-- YOUR OBJECTIVE --
Reproduce all entries word for word.

-- DATA SUPPLIED --
>> begin
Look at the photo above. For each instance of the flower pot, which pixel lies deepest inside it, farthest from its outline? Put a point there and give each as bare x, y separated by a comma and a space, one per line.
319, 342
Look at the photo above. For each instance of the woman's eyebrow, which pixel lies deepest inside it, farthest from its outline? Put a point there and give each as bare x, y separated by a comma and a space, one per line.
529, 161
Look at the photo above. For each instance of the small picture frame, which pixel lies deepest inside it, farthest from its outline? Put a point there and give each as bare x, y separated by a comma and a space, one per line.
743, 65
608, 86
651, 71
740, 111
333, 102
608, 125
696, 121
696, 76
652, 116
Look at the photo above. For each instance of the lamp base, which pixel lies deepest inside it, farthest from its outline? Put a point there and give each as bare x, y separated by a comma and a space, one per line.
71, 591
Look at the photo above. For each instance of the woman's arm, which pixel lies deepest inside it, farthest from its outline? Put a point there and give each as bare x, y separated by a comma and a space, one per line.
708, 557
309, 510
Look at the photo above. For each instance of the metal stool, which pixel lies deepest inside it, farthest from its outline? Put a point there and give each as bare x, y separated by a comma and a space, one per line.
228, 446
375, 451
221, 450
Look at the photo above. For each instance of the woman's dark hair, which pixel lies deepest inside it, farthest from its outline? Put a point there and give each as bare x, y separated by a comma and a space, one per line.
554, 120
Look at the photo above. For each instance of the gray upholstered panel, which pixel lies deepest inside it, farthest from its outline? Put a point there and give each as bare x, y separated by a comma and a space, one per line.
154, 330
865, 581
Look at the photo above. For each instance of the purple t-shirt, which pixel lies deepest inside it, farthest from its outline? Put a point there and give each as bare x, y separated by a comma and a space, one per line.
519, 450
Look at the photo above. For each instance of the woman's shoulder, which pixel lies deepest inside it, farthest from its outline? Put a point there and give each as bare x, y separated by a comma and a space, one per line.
>> end
-- SOLUTION --
Look at the photo above. For each instance of the flower pot, which pixel lies deepest inside it, farthest from its outline? Put a point there and give each as bare x, y separated by a comma and a space, one per line.
319, 342
Look at the photo above. For each instance of the woman's eyebrow, which pixel lies deepest inside it, farthest from its outline? Put a point there and give each as bare x, y separated by a comma and a space, one per line.
529, 161
Look at the photo above. For each instance of the small picture frame, which pixel lies deepest inside it, farthest from its outline? Put a point there and give each as bare x, y separated by a comma and a space, one per line.
743, 65
608, 86
651, 71
740, 111
333, 102
608, 125
696, 121
696, 76
652, 116
Look at the photo above. For each instance of the lamp base, which pixel lies deepest inside it, farthest from its outline? Put a point there and give each as bare x, y separated by a comma and a space, one per line.
71, 591
Look at the photo above. For each instance of the woman's arm, which pixel lies deepest inside it, farthest from its outline? Put a point there and give each as bare x, y separated by a comma and a space, one per line.
708, 557
309, 510
Look at the photo above. For each instance of the metal stool, which pixel lies deepest inside it, farthest from its outline? Put a point there and give each as bare x, y separated by a comma and a space, one per line.
228, 446
375, 451
221, 450
Look at the photo above. For each instance of the woman's dark hair, which pixel lies deepest inside it, farthest from its outline? Put a point there and give each as bare x, y separated by a comma and a space, one per line.
554, 120
Look at the photo above. For each instance of the gray upholstered panel, which pixel lies deepest inside it, farthest from its outline? Put a point there and give each as bare x, y separated by a comma and a space, one per line.
154, 330
865, 581
Look at the photo above. For each instance of the purple t-shirt, which pixel lies deepest inside it, farthest from its outline? Put a point there and give each as bare x, y separated by a comma and a space, one per line.
519, 450
Look at the photo above. For each instance of the woman's shoulder, which pixel lies deepest inside it, farthest from its outline? Put a point there and give each as bare x, y separated by a comma and a space, one per line.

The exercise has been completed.